══ Document extract
What Is the Purpose of OpenSearch in OpenRAG?
OpenSearch serves as the persistent storage layer, hybrid search engine, and security gatekeeper for OpenRAG, enabling both vector-based semantic retrieval and traditional keyword search while managing multi-model embeddings and enforcing access controls.
OpenRAG, the open-source retrieval-augmented generation framework maintained by langflow-ai, uses OpenSearch as its primary backend for document ingestion and retrieval. Every document processed by the system is chunked, converted into vector embeddings, and written to an OpenSearch index that supports dynamic field mapping and approximate nearest neighbor (ANN) search. Understanding how OpenRAG leverages OpenSearch reveals the architectural foundation for its scalable, multi-modal knowledge base and security model.
════
§ **Task list**
• a. Please copy everything in the OpenRAG article from "What Is the" down to "enforcing access controls.", word for word.
• b. Extend the OpenRAG article with new text that picks up right after its final sentence.
══ Information supplied
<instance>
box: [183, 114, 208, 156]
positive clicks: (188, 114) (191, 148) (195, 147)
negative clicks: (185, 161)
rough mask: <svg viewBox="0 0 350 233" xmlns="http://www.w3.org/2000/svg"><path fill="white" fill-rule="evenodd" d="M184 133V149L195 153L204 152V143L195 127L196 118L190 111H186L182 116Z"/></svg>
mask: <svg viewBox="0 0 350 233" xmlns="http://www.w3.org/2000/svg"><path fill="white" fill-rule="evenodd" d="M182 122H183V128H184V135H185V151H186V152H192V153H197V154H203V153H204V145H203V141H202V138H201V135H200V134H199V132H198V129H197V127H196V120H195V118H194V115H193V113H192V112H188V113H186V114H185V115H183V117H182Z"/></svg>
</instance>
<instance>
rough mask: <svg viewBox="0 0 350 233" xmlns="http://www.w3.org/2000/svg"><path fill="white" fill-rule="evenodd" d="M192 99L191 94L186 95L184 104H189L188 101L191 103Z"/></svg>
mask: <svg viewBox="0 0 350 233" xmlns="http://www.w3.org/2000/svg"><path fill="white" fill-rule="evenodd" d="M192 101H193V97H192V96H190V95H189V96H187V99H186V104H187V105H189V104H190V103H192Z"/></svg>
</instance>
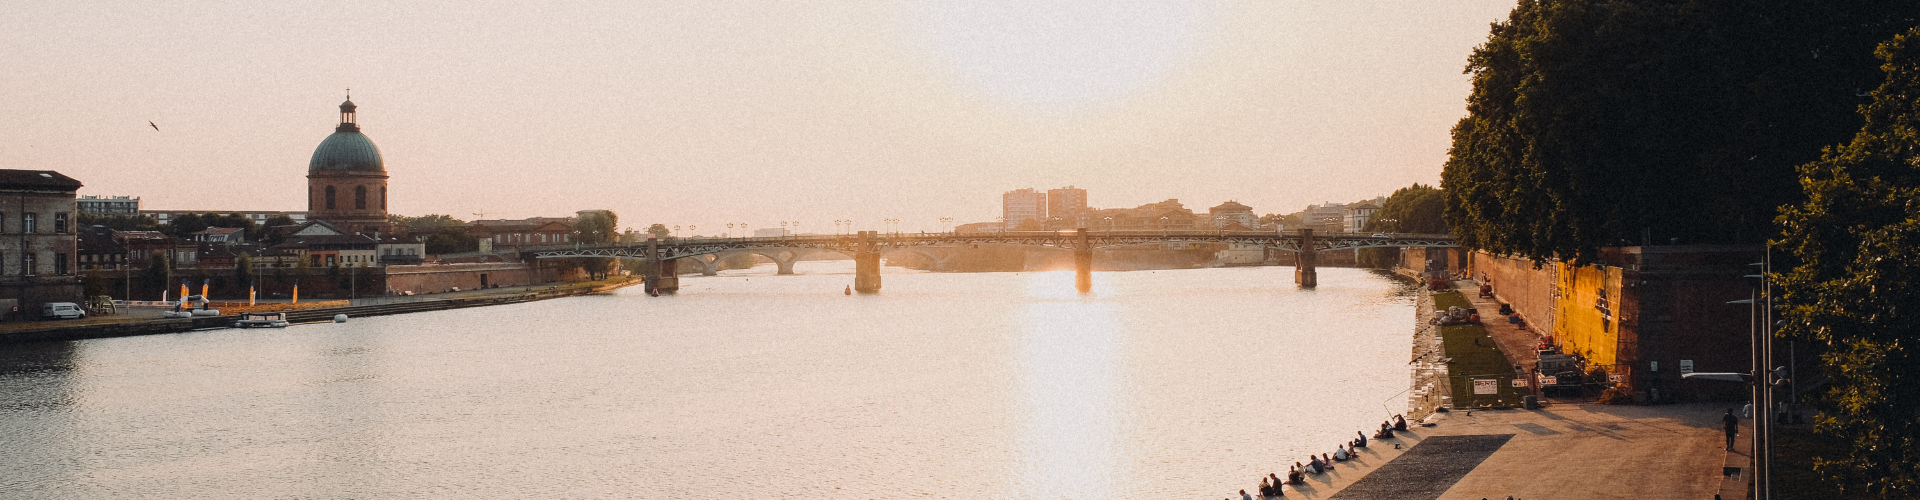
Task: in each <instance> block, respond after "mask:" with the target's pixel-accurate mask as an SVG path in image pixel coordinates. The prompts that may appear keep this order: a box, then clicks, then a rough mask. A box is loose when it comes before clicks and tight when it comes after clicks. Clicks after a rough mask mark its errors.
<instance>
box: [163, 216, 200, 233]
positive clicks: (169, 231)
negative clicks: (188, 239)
mask: <svg viewBox="0 0 1920 500" xmlns="http://www.w3.org/2000/svg"><path fill="white" fill-rule="evenodd" d="M200 231H207V219H205V217H202V215H200V213H192V212H188V213H180V215H179V217H173V219H171V221H167V229H165V233H167V235H173V237H180V238H192V235H194V233H200Z"/></svg>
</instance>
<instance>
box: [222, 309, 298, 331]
mask: <svg viewBox="0 0 1920 500" xmlns="http://www.w3.org/2000/svg"><path fill="white" fill-rule="evenodd" d="M286 325H288V323H286V313H282V312H275V313H242V315H240V321H234V327H236V329H284V327H286Z"/></svg>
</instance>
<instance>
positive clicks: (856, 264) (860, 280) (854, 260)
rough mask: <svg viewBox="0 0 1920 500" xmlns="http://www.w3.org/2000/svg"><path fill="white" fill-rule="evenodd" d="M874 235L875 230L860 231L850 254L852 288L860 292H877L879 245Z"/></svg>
mask: <svg viewBox="0 0 1920 500" xmlns="http://www.w3.org/2000/svg"><path fill="white" fill-rule="evenodd" d="M874 237H877V233H876V231H860V240H858V244H856V246H854V254H852V290H856V292H862V294H872V292H879V246H877V244H876V242H874Z"/></svg>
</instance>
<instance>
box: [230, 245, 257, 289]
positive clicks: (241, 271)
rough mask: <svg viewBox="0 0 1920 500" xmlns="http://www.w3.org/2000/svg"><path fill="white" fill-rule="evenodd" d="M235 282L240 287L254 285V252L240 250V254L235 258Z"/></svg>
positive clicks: (251, 285)
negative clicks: (247, 251) (253, 282)
mask: <svg viewBox="0 0 1920 500" xmlns="http://www.w3.org/2000/svg"><path fill="white" fill-rule="evenodd" d="M234 283H236V285H240V287H252V285H253V254H248V252H240V256H236V258H234Z"/></svg>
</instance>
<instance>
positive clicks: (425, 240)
mask: <svg viewBox="0 0 1920 500" xmlns="http://www.w3.org/2000/svg"><path fill="white" fill-rule="evenodd" d="M388 221H390V223H394V225H397V227H405V229H407V233H411V235H415V237H426V240H424V244H426V254H459V252H474V250H480V240H478V238H474V237H472V235H470V233H468V231H467V221H461V219H455V217H449V215H440V213H430V215H420V217H405V215H388Z"/></svg>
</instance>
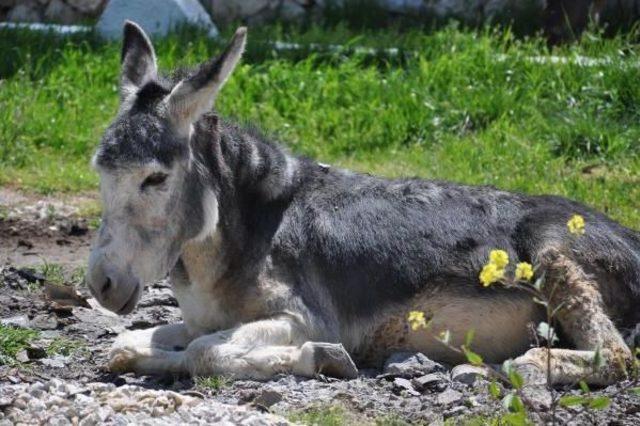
════
§ **Results of the tasks**
• a.
What Is the Purpose of OpenSearch in OpenRAG?
OpenSearch serves as the persistent storage layer, hybrid search engine, and security gatekeeper for OpenRAG, enabling both vector-based semantic retrieval and traditional keyword search while managing multi-model embeddings and enforcing access controls.

• b.
OpenSearch as the Persistent Storage Engine
At its core, OpenRAG relies on OpenSearch to store and index all ingested documents. When users upload files, the system splits content into chunks and enriches each chunk with vector embeddings before writing to the index. According to the source code in src/services/search_service.py, the SearchService class orchestrates this process, ensuring that every chunk maintains metadata links to its source document, MIME type, and owner for filtering purposes.
The storage architecture uses OpenSearch's knn_vector field type with the disk-based ANN (disk_ann) method, configured via HNSW parameters defined in config/settings.py. This design allows OpenRAG to maintain fast similarity search capabilities even as corpora scale to millions of chunks.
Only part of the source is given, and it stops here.